DATA TO PROCESS |
........

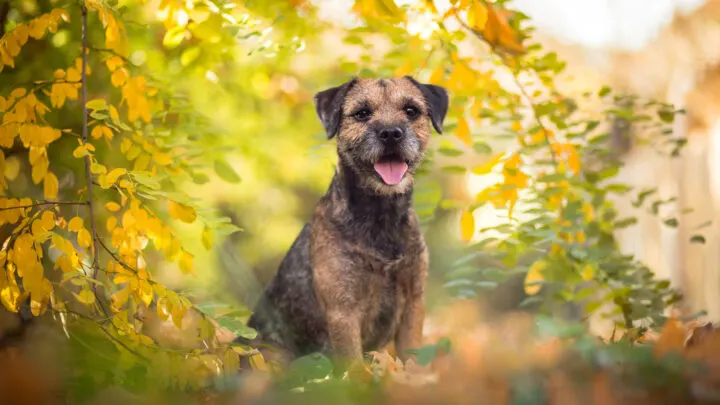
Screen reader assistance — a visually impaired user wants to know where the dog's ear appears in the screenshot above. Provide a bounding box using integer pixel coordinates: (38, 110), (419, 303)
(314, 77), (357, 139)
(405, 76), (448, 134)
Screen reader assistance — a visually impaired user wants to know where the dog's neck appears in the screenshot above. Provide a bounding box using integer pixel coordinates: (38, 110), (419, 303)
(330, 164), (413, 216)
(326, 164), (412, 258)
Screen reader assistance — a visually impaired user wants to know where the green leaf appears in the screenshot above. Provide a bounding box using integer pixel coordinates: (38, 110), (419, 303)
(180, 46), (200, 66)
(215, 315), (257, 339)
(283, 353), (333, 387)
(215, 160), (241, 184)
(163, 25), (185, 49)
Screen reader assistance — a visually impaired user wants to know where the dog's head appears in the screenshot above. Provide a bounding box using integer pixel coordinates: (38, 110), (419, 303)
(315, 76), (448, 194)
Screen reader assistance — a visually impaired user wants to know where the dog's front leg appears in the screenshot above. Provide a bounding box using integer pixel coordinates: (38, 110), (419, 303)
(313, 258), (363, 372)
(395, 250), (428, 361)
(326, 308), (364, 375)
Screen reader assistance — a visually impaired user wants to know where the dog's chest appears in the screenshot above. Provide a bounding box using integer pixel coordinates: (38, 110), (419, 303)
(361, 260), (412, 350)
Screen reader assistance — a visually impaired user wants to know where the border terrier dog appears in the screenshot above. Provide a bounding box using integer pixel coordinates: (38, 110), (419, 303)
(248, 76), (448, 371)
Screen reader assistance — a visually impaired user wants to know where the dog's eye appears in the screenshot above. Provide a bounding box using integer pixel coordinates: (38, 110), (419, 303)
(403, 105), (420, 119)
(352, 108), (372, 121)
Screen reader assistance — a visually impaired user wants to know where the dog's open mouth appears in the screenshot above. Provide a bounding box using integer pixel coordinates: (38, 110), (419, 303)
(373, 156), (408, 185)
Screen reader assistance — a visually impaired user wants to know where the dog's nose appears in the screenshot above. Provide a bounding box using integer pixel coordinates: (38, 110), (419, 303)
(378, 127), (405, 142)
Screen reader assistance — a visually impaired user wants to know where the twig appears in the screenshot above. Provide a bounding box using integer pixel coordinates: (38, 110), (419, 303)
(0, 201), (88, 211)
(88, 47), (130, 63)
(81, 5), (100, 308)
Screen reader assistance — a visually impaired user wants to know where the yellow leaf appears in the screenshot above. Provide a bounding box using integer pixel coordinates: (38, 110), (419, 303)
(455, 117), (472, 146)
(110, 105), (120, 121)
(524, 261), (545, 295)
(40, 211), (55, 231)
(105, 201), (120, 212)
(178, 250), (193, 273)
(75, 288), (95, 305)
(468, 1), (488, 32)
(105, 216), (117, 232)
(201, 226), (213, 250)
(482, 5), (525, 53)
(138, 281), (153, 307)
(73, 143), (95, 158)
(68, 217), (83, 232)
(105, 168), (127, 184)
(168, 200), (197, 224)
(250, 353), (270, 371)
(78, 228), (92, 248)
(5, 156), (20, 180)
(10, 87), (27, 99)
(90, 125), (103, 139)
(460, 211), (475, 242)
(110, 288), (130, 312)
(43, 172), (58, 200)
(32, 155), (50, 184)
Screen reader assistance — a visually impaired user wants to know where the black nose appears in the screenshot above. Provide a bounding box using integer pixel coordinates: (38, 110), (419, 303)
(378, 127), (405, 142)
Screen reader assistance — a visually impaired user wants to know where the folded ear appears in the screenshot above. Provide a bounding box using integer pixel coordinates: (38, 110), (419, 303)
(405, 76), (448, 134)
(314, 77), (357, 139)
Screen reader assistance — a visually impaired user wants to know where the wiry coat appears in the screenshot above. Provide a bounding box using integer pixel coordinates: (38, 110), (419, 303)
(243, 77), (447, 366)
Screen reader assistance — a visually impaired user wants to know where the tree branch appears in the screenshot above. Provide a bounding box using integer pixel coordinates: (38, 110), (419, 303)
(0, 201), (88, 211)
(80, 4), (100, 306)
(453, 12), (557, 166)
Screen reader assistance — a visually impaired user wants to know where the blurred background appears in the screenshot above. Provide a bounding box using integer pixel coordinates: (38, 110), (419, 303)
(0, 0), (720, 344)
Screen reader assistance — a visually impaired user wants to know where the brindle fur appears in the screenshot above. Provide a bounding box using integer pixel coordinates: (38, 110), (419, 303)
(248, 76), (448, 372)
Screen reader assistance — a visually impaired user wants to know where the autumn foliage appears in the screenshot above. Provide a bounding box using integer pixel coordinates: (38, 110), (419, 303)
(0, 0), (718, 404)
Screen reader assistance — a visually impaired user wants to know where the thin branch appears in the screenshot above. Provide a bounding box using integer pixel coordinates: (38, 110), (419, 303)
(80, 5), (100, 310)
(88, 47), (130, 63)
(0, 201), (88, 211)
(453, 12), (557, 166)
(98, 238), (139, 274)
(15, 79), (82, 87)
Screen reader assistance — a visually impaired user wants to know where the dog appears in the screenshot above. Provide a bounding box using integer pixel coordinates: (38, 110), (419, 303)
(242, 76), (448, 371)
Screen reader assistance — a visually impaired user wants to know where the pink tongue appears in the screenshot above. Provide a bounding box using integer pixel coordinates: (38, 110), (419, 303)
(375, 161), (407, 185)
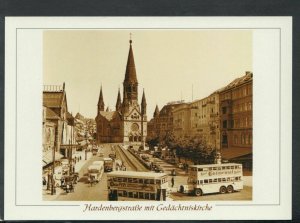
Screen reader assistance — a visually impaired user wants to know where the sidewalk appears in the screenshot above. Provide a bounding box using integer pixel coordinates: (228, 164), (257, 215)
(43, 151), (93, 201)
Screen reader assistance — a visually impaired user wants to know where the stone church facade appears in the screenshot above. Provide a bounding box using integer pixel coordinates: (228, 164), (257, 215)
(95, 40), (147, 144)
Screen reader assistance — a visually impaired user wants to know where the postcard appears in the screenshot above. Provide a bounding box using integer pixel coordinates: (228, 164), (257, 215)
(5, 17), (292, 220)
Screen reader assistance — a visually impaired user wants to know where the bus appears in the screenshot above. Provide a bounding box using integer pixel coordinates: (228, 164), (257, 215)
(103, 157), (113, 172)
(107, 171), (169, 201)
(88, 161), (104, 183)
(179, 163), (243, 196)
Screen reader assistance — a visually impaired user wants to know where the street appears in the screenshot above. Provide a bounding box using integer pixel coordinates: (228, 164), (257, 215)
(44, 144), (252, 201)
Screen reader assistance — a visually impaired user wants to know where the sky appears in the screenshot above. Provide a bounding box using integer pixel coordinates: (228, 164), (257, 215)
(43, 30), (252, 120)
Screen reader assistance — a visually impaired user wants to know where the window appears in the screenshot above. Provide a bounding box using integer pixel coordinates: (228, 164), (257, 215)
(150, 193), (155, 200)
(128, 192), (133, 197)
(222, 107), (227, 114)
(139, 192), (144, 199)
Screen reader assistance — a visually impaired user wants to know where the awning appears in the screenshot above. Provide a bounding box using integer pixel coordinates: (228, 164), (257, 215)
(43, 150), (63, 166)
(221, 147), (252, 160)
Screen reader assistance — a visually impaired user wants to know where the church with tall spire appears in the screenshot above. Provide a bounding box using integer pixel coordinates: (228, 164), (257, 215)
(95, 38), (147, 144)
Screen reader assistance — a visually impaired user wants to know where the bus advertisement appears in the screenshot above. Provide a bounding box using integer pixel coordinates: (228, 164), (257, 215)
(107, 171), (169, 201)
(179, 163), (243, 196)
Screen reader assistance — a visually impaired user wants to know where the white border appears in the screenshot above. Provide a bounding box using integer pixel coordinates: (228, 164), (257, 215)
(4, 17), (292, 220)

........

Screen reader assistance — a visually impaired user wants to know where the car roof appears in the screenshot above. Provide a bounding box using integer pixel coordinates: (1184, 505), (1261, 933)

........

Turn the items from the line containing "the dog's open" down to the line containing "(81, 5), (100, 308)" into a Markdown table with the columns Row and Line. Number each row and leave out blank lines.

ANSWER TO THE TASK |
| Row | Line |
|---|---|
| 1 | Screen reader assistance — a visually impaired user wants to know where the dog's open mouth appears in the screenshot above. Provide a bounding box using integer pixel coordinates: (38, 110), (419, 303) |
| 2 | (373, 156), (408, 185) |
| 3 | Screen reader assistance — a visually impaired user wants to know where the dog's nose appears in the screenshot above. Provide a bounding box using integer pixel coordinates: (38, 110), (419, 303) |
| 4 | (378, 127), (405, 142) |
| 5 | Screen reader assistance — a visually impaired user wants to know where the twig appears in the screenshot above. Provide a bounding box using integer pixel coordinates: (38, 110), (419, 303) |
| 6 | (0, 201), (88, 211) |
| 7 | (88, 47), (130, 63) |
| 8 | (81, 5), (100, 308) |